Document segment section start
Grrly, I think your ride was just as hard as this one. The Deathride is harder. You do have the advantage of hitting the four hard ones first, but it is definitely more difficult to do overall. We're doing it again this year and right now I'm just hoping to be able to complete it.


----------



## Leopold Porkstacker (Jul 15, 2005)

Wow, sounds as though it was a ride of epic proportions!!! Sorry to hear of your bad luck though. There’s always next year though.


----------



## wetpaint (Oct 12, 2008)

Those are some great shots you got, sounds like a really tough ride.

fyi - the 705 is waterproof, the rain won't hurt it


----------



## theBreeze (Jan 7, 2002)

Hey Ridge, get a grip. There is no fail here. 

I was just over there at the Eastern Sierra Double the weekend before. Rain, hail, snow, and that was AFTER they re-rerouted us. I packed it in after 80 miles. Having completed that double before (on the standard route) I wasn't willing to damage myself just for a point of pride. 

I had serious concerns about that 8 Pass Challenge when I first heard about it. At what point do routes just become flat out ridiculous?? Just because something can be mapped doesn't mean it should be ridden. Jees. My coach was driving around up there and saw folks out on the road past 10 PM.

Hope you manage your recovery well. Hey, we go out there to push the envelope, and sometimes it rips.

To quote Dirty Harry "A man's got to know his limitations." (Or a woman as the case may be.)


----------



## Guest (Jun 17, 2009)

I look at some of your posts and rides and I think to myself that what I need to do is throw a bike on the roof of the car and book off work for a few days.

Head down there, book into a cheap motel and spend a few days riding my brains out.

Just looks fabulous.


----------



## RedRex (Oct 24, 2004)

Plastic handlebars? Oh my....


----------



## MB1 (Jan 27, 2004)

Dude!

If you hadn't been hauling that BOB trailer full of camera gear you would have been fine.

Even so I appreciate the fine photos.


----------



## muscleendurance (Jan 11, 2009)

toomanybikes said:


> Head down there, book into a cheap motel and spend a few days riding my brains out.


C0de?


----------



## muscleendurance (Jan 11, 2009)

Velo Vol said:


> Isn't one pass enough?


one at a time :wink5:


----------



## DrRoebuck (May 10, 2004)

I can't believe you're trying rides like this so soon after that illness you went through. I'm both dumbfounded and in awe.

But more importantly, why the Garmin AND the Cateye?


----------



## Guest (Jun 19, 2009)

muscleendurance said:


> C0de?


I didn't even think of that when I wrote that.

But, I guess it could certainly mean that , 

If I wasn't there alone!


----------
Document segment section end
Data extract section start
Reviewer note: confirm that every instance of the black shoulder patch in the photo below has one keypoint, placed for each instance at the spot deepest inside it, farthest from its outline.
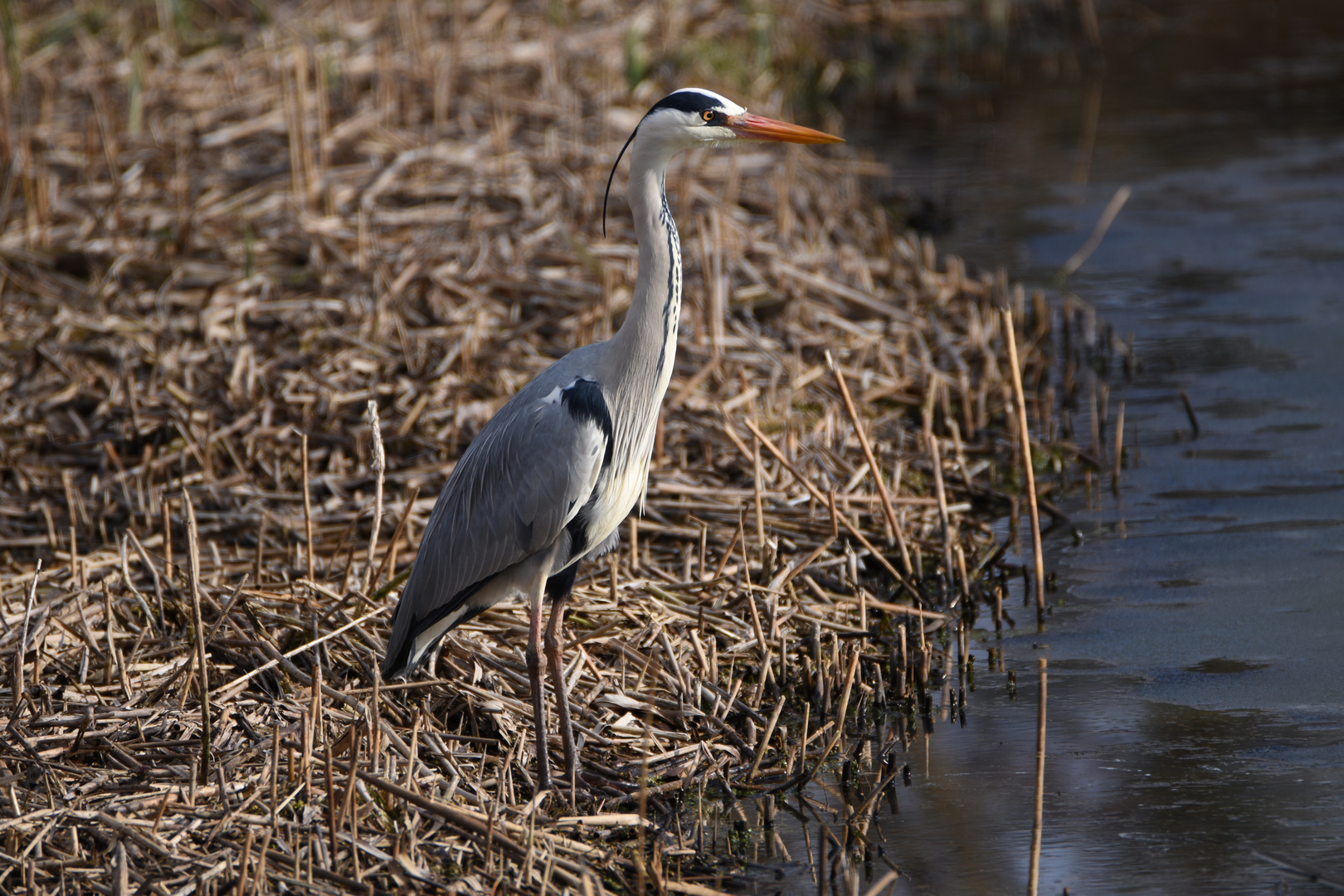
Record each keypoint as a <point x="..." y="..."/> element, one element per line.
<point x="689" y="101"/>
<point x="585" y="403"/>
Data extract section end
Problem to solve: Repeat the bit of the cycling forum thread that starts at the words "Hey Ridge, get" and stops after "point of pride.", copying it word for word.

Solution for this task:
Hey Ridge, get a grip. There is no fail here. 

I was just over there at the Eastern Sierra Double the weekend before. Rain, hail, snow, and that was AFTER they re-rerouted us. I packed it in after 80 miles. Having completed that double before (on the standard route) I wasn't willing to damage myself just for a point of pride.